## [What the task asks]
Locate each line below that contains the word "correction" and copy it in full. Matching is case-sensitive.

## [Available data]
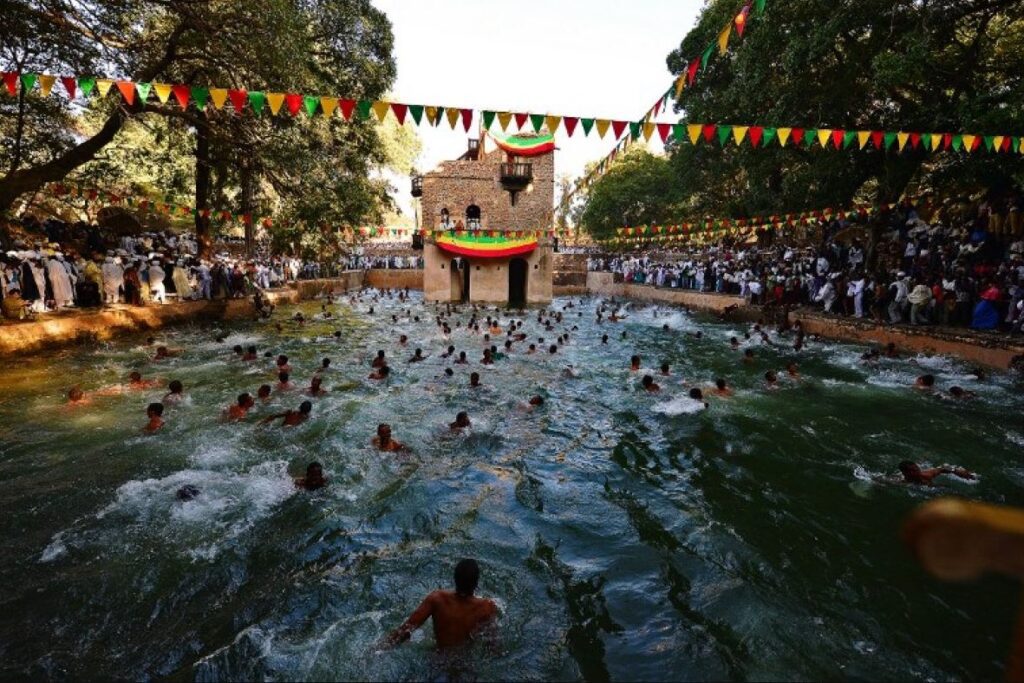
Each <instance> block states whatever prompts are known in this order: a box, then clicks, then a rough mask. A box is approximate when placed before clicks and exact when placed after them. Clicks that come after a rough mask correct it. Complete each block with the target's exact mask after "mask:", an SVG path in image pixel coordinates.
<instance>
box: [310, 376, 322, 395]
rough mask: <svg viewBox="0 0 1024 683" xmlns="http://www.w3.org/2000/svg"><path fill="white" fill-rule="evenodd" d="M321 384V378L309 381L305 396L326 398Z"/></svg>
mask: <svg viewBox="0 0 1024 683" xmlns="http://www.w3.org/2000/svg"><path fill="white" fill-rule="evenodd" d="M322 384H324V378H322V377H313V378H312V380H310V382H309V388H308V389H306V394H307V395H309V396H314V397H315V396H326V395H327V389H325V388H324V387H323V386H321V385H322Z"/></svg>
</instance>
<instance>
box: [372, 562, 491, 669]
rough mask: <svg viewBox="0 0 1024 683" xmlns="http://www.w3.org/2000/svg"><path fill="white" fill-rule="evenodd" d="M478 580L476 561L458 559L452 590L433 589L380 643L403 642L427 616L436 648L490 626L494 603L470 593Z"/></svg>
mask: <svg viewBox="0 0 1024 683" xmlns="http://www.w3.org/2000/svg"><path fill="white" fill-rule="evenodd" d="M479 581H480V566H479V565H478V564H477V563H476V560H472V559H466V560H462V561H460V562H459V564H457V565H456V567H455V591H434V592H433V593H431V594H430V595H428V596H427V597H426V598H425V599H424V600H423V602H422V603H420V606H419V607H417V608H416V611H414V612H413V613H412V614H410V616H409V618H408V620H406V623H404V624H402V625H401V626H400V627H398V628H397V629H395V631H393V632H392V633H391V634H390V635H389V636H388V637H387V639H386V640H385V641H384V645H385V646H386V647H393V646H395V645H398V644H400V643H403V642H406V641H407V640H409V639H410V637H411V636H412V634H413V632H414V631H416V630H417V629H419V628H420V627H421V626H423V625H424V624H425V623H426V621H427V620H428V618H432V620H433V627H434V642H435V644H436V646H437V649H439V650H443V649H447V648H451V647H458V646H459V645H464V644H465V643H467V642H468V641H470V640H472V639H473V638H474V637H475V636H477V635H479V634H481V633H483V632H484V631H486V630H489V629H493V628H494V627H495V624H496V621H497V617H498V605H496V604H495V603H494V601H492V600H487V599H484V598H477V597H475V596H474V595H473V593H475V592H476V587H477V585H478V584H479Z"/></svg>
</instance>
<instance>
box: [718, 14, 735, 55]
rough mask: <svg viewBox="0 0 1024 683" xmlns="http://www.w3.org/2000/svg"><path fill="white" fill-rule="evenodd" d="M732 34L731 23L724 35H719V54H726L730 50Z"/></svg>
mask: <svg viewBox="0 0 1024 683" xmlns="http://www.w3.org/2000/svg"><path fill="white" fill-rule="evenodd" d="M731 33H732V23H731V22H730V23H729V24H728V25H727V26H726V27H725V28H724V29H722V33H720V34H718V53H719V54H725V51H726V50H728V49H729V34H731Z"/></svg>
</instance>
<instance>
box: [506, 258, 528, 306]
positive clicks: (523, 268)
mask: <svg viewBox="0 0 1024 683" xmlns="http://www.w3.org/2000/svg"><path fill="white" fill-rule="evenodd" d="M528 272H529V265H528V264H527V263H526V259H523V258H514V259H512V260H511V261H509V306H511V307H513V308H522V307H523V306H525V305H526V273H528Z"/></svg>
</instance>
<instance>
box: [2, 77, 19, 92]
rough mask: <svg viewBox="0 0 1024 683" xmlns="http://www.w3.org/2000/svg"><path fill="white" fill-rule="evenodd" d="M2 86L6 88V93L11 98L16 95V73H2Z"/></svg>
mask: <svg viewBox="0 0 1024 683" xmlns="http://www.w3.org/2000/svg"><path fill="white" fill-rule="evenodd" d="M3 84H4V85H6V86H7V92H9V93H10V94H11V96H13V95H16V94H17V72H12V71H9V72H8V71H5V72H4V73H3Z"/></svg>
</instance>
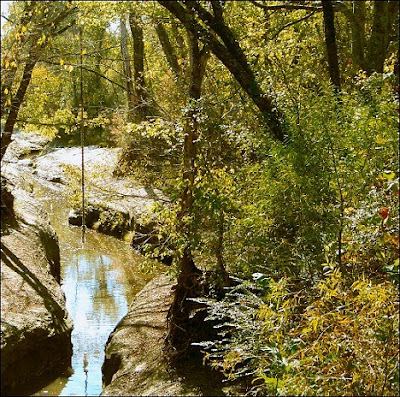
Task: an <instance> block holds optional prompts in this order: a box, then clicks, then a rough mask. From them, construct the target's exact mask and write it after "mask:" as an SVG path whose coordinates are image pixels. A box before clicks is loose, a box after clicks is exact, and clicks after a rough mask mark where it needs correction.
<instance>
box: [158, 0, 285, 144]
mask: <svg viewBox="0 0 400 397" xmlns="http://www.w3.org/2000/svg"><path fill="white" fill-rule="evenodd" d="M158 2H159V3H160V4H161V5H162V6H164V7H165V8H166V9H167V10H168V11H170V12H171V13H172V14H173V15H174V16H175V17H176V18H177V19H178V20H179V21H180V22H181V23H182V24H183V25H184V26H185V28H186V29H187V30H188V31H190V32H192V33H193V34H197V35H199V37H200V39H201V40H202V41H203V42H204V43H206V44H207V45H208V47H209V48H210V50H211V51H212V52H213V53H214V55H215V56H216V57H217V58H218V59H219V60H220V61H221V62H222V63H223V64H224V65H225V67H226V68H227V69H228V70H229V71H230V72H231V74H232V75H233V76H234V78H235V79H236V81H237V82H238V83H239V84H240V86H241V87H242V88H243V90H244V91H245V92H246V93H247V94H248V95H249V97H250V98H251V100H252V101H253V102H254V104H255V105H256V106H257V108H258V109H259V111H260V113H261V117H262V119H263V122H264V125H266V127H267V128H268V129H269V131H270V133H271V134H272V136H273V137H274V138H275V139H277V140H279V141H284V140H285V126H284V120H283V115H282V114H281V113H280V111H279V110H278V109H277V107H276V106H275V104H274V101H273V99H272V98H271V97H270V96H269V95H268V94H267V93H266V92H264V91H263V90H262V89H261V86H260V84H259V82H258V81H257V79H256V76H255V73H254V72H253V70H252V69H251V68H250V66H249V63H248V60H247V57H246V55H245V53H244V52H243V50H242V48H241V47H240V45H239V42H238V40H237V38H236V37H235V35H234V33H233V32H232V30H231V29H230V28H229V26H228V25H227V24H226V22H225V20H224V19H223V15H222V10H221V8H220V7H221V5H220V3H219V2H212V5H213V9H214V13H215V15H212V14H211V13H209V12H208V11H207V10H206V9H205V8H203V7H202V5H201V4H200V2H199V1H190V2H189V1H188V2H181V1H160V0H159V1H158Z"/></svg>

## [Solution for this problem]
Task: an <instance> block holds optional prompts in this order: a box, then clicks, then a rough mask. From them, construct the target's exact mask and write it after "mask:" as an SVG path whose coordinates are image pixels. A box before clicks is loose, a box after clicks is exact, and clicks after a rough mask mark where it needs correction.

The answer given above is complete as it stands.